» **Exercise**: Locate each line in the items below that contains the word "gray", and copy those lines.

» **Excerpted records**:
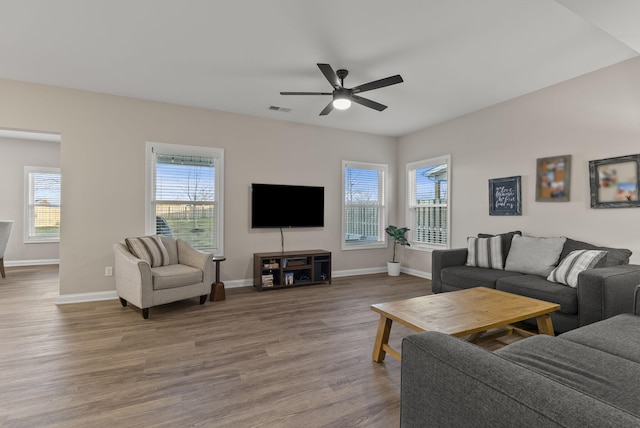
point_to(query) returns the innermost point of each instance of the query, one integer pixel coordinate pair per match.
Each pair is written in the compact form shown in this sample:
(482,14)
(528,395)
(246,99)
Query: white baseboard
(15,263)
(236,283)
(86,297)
* * *
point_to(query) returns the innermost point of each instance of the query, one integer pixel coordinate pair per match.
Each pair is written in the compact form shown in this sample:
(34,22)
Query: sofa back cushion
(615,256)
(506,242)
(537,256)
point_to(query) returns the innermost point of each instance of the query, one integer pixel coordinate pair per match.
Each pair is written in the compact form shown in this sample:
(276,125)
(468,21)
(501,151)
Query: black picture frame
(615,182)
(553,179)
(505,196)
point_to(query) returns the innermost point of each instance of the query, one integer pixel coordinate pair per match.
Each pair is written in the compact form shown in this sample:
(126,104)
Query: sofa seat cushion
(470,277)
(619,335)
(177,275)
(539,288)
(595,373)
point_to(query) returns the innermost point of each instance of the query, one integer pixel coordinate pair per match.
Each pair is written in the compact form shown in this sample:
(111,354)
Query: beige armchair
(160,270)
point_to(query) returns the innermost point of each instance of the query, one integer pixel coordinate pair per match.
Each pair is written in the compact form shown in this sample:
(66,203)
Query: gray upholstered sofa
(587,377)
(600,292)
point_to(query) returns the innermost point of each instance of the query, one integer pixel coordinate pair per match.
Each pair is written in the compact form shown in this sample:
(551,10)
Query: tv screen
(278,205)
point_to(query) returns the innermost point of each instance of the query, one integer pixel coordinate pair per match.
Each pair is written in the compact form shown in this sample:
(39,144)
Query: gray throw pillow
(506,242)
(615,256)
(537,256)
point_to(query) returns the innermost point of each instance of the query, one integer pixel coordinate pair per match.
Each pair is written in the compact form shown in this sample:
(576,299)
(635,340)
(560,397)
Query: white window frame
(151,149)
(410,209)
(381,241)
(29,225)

» **Result of the task**:
Query: gray upholstered sofa
Query: gray throw pillow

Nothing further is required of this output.